Selected extract:
=======

Multi-messenger detection capabilities are only set to grow more powerful. All the major facilities involved are either currently undergoing upgrades — like Pierre Auger — or have imminent plans to do so. IceCube-Gen2 is due to be deployed during the Antarctic summer of 2022–2023. The Japanese Kamioka Gravitational Wave Detector has recently begun operations and hopes to achieve its target sensitivity by 2024. In addition to the ongoing Advanced LIGO-Virgo upgrade, a new LIGO facility is currently being built in India. And ESA has plans to build a space-borne gravitational-wave observatory, the Laser Interferometer Space Antenna, scheduled for launch in the early 2030s. These new facilities, with their improvements in resolution and sensitivity, will allow for more and better detections, and hopefully even solve some long-standing mysteries.

“There are many things we hope to learn in the next few decades,” Sun says, “such as what is at the center of a neutron star, and the exact conditions which determine whether a merger creates a compact object or a black hole. We also hope to see different kinds of gravitational waves, perhaps ones from continuous sources. And it could be that gravitational waves can teach us about dark matter,” the mysterious stuff that makes up most of the matter in the universe and holds together galaxies with its gravitational glue.

=======

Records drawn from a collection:

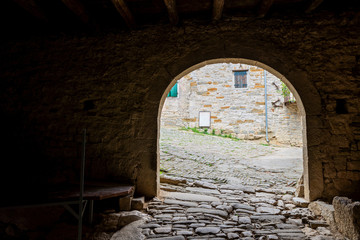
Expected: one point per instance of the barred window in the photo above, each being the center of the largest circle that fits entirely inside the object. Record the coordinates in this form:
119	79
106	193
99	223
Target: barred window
240	77
174	91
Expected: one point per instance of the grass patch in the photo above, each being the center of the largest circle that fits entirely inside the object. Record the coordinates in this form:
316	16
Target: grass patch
205	131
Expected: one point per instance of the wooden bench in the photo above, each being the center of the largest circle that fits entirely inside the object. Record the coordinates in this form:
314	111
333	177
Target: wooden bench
67	195
92	191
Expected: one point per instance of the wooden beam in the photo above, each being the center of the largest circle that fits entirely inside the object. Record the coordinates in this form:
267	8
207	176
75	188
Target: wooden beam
218	7
124	11
313	5
264	7
78	9
32	7
172	11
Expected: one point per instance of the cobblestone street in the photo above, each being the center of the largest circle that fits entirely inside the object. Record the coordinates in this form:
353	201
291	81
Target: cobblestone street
219	188
198	156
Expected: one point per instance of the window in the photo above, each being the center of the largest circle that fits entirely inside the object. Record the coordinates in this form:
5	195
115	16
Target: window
173	91
204	119
240	78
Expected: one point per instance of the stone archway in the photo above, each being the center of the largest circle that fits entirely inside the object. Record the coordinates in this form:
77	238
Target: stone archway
312	190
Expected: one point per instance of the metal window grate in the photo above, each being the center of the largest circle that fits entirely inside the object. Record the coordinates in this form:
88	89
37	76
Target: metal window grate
240	79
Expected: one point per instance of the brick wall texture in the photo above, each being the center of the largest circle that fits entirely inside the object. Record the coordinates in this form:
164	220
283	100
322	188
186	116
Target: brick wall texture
236	111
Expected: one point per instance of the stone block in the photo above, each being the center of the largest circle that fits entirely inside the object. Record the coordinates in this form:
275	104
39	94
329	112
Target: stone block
325	210
172	180
138	203
300	202
300	187
125	203
347	217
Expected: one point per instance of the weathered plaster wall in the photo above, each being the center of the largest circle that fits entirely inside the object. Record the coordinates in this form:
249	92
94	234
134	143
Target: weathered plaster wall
236	111
54	86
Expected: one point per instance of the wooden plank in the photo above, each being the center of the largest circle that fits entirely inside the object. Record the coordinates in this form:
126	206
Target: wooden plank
264	7
172	11
78	9
91	192
124	11
313	5
32	7
218	7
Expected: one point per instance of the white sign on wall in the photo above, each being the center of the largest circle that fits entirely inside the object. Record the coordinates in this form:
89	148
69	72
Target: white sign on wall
204	119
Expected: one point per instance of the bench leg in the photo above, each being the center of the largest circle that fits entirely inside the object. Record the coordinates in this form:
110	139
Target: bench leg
91	211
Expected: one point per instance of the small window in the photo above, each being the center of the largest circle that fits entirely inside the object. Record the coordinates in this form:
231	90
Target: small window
240	79
173	92
204	119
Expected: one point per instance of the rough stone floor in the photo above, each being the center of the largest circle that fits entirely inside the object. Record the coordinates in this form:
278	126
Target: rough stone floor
218	188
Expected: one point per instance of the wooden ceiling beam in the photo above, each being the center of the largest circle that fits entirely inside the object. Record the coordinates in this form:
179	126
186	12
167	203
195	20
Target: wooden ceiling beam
218	7
172	11
313	5
264	7
125	12
77	8
32	7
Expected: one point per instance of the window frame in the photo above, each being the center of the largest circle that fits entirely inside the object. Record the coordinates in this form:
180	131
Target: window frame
242	85
177	91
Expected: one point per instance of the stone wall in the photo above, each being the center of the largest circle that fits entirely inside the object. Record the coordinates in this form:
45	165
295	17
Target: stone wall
236	111
113	84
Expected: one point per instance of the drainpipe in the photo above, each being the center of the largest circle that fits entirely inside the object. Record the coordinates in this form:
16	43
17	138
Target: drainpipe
266	120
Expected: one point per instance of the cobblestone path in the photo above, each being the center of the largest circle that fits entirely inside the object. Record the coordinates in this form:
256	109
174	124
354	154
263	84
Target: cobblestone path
198	156
217	188
205	210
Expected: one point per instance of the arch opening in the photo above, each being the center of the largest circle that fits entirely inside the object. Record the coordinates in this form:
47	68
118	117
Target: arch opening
282	78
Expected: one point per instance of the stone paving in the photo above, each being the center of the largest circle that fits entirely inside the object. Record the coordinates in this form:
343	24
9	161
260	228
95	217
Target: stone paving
208	210
245	199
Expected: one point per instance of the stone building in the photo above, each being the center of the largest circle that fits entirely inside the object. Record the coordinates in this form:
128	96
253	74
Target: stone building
212	97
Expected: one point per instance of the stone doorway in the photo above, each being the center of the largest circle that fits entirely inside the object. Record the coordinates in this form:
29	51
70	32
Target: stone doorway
205	200
257	65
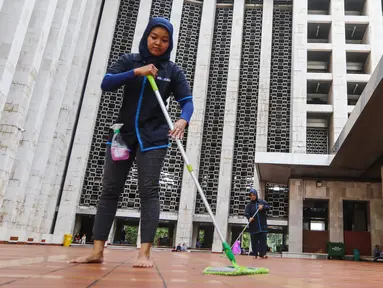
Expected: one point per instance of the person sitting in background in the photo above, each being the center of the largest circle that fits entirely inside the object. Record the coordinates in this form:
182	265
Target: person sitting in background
184	248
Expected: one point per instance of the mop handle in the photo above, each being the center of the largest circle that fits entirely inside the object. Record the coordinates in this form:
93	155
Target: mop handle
256	212
183	153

=======

Exercise set:
1 – Retype everything in the multi-messenger detection passage from "Multi-messenger detection capabilities" down to "some long-standing mysteries.", leaving every word unchanged.
2 – Write what comes next in the multi-messenger detection passage, picking up after its final sentence.
The records play no part in this work.

Task-by-task outputs:
1 –
Multi-messenger detection capabilities are only set to grow more powerful. All the major facilities involved are either currently undergoing upgrades — like Pierre Auger — or have imminent plans to do so. IceCube-Gen2 is due to be deployed during the Antarctic summer of 2022–2023. The Japanese Kamioka Gravitational Wave Detector has recently begun operations and hopes to achieve its target sensitivity by 2024. In addition to the ongoing Advanced LIGO-Virgo upgrade, a new LIGO facility is currently being built in India. And ESA has plans to build a space-borne gravitational-wave observatory, the Laser Interferometer Space Antenna, scheduled for launch in the early 2030s. These new facilities, with their improvements in resolution and sensitivity, will allow for more and better detections, and hopefully even solve some long-standing mysteries.

2 –
Multi-messenger astronomy might even hold clues to resolving one of the most fundamental problems in all of science: the fact that the standard model of physics unifies only three of the four known forces (electromagnetic, strong, and weak). General relativity, which describes how gravity arises from the curvature of space-time, also explains the behavior and evolution of the cosmos, but from a different point of view. Yet these two theories become inconsistent with each other at the smallest level, such as the center of a black hole or the moment of the Big Bang. Can they both be right? Can they be unified into a “Theory of Everything?” 

Perhaps multi-messenger astronomy has the answer. Perhaps by combining information from all four forces, we can penetrate to the tiniest, earliest core of astronomical-scale phenomena and take a quantum leap in our understanding of how the universe actually works.

Like the old parable that teaches us blind men cannot make sense of an elephant by touching just one part of its body, the big picture of massive astronomical objects and events can only be made clear when all possible sources of information are gathered and synthesized. Perhaps then, we will be able to approach the grand unification of the forces and finally make sense of it.